**КРАТКОЕ ЗАДАНИЕ 1:**
Изложите фрагмент о беседах с Бхагаваном в двух предложениях.
**КРАТКОЕ ЗАДАНИЕ 2:**
Замените «родители» на «близкие» во фрагменте о беседах с Бхагаваном и приведите отрывок, начиная со слов «Спустя четыре месяца» и заканчивая словами «сердцем и душой.».

**ВЫБРАННЫЙ ФРАГМЕНТ:**
..............................

Я также спрашивал его о природе духовного сердца.
«Когда Вы впервые обнаружили, что сердце находится справа? Вы обнаружили это еще в Мадурае?»
«Да, – ответил Бхагаван, – это стало ясно тогда. Но не беспокойся о центре в физическом теле, хотя нам и приходится его принять, чтобы объяснить функционирование человека. Пусть твое внимание вместо этого будет на источнике сознания в тебе самом. Лишь после возникновения „я“-мысли, после того, как она идентифицирует себя с телом, возникает проблема центра. Ты должен пойти к самому источнику „я“-мысли, где нет никакого ограничения „я“-мысли и никаких проблем».
Одному преданному, который считал, что этот метод приведет к разрушению ума, и, следовательно, чувствовал, что самореализация означает, что он перестанет существовать, Бхагаван однажды отметил: «Многие боятся, что с разрушением ума они сами перестанут существовать. Но манонасы (разрушения ума) нечего бояться. То, что мы теперь воспринимаем как ум, – это всего лишь комбинация раджаса и тамаса. С их устранением ум становится чистым. Такой ум – это твоя собственная сварупа (истинная природа). Действия того, чей ум был очищен вниманием к Атману, продолжат осуществляться. Он даже будет делать работу, по-видимому, с еще большим вниманием и участием. Тем не менее, он не подвергается воздействию и всегда остается в блаженстве недвойственной благодати».
Спустя четыре месяца после моего прибытия на Аруначалу, туда приехали мои родители – получить даршан Бхагавана и забрать меня домой. Они не преуспели в своем последнем намерении, но все-таки получили утешение от Бхагавана перед отъездом. Он спросил их, возможно ли отвлечь от пути такого человека, как я, преданного ему всем сердцем и душой.

..............................

**ИСХОДНЫЙ МАТЕРИАЛ:**
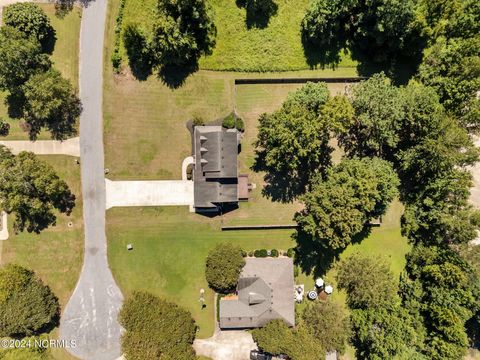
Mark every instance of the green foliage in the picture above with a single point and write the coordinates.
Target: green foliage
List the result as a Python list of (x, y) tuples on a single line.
[(30, 189), (51, 102), (385, 333), (442, 290), (338, 208), (260, 253), (20, 58), (378, 117), (312, 96), (277, 338), (329, 325), (27, 306), (156, 329), (30, 19), (292, 147), (452, 68), (369, 283), (223, 267), (232, 121), (4, 128), (183, 31)]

..............................

**ОЖИДАЕМЫЙ РЕЗУЛЬТАТ 1:**
Отвечая на вопрос о духовном сердце, Бхагаван советует не беспокоиться о центре в физическом теле, а направить внимание к источнику «я»-мысли. Он также объясняет, что разрушения ума бояться не нужно: ум, очищенный от раджаса и тамаса, и есть истинная природа человека.

**ОЖИДАЕМЫЙ РЕЗУЛЬТАТ 2:**
Спустя четыре месяца после моего прибытия на Аруначалу, туда приехали мои близкие – получить даршан Бхагавана и забрать меня домой. Они не преуспели в своем последнем намерении, но все-таки получили утешение от Бхагавана перед отъездом. Он спросил их, возможно ли отвлечь от пути такого человека, как я, преданного ему всем сердцем и душой.